STATED EXERCISE:
Images do not belong in the copy. Retype all the entries below exactly.

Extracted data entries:
┌────────
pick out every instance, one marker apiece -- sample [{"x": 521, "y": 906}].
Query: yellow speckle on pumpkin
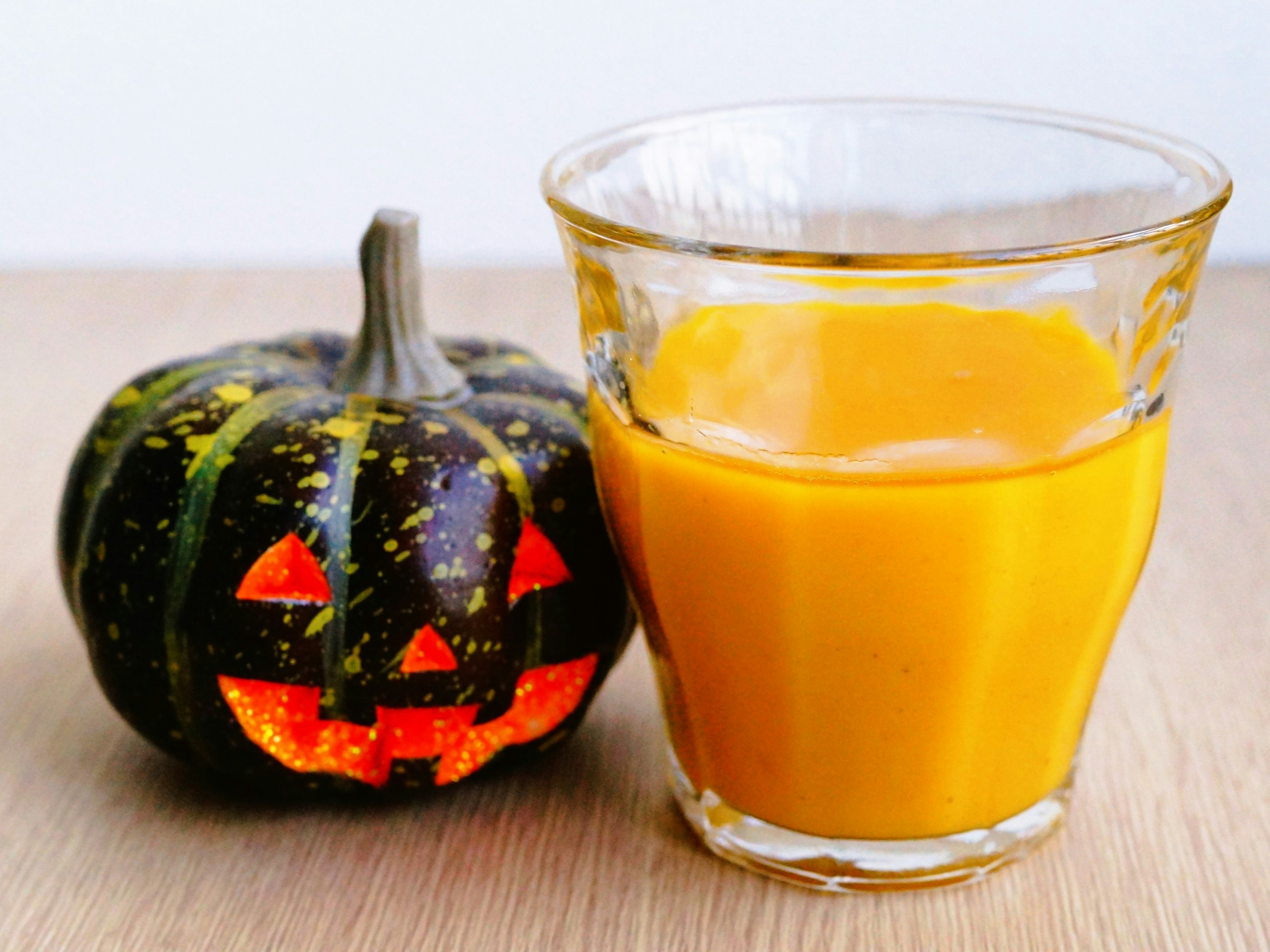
[
  {"x": 341, "y": 427},
  {"x": 200, "y": 446},
  {"x": 126, "y": 398},
  {"x": 233, "y": 393},
  {"x": 413, "y": 520}
]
└────────
RESULT OF THIS TASK:
pick out every instance, one marker apiece -- sample [{"x": 521, "y": 906}].
Query: yellow speckle on pumpkin
[
  {"x": 341, "y": 427},
  {"x": 200, "y": 446},
  {"x": 126, "y": 398},
  {"x": 233, "y": 393},
  {"x": 413, "y": 520}
]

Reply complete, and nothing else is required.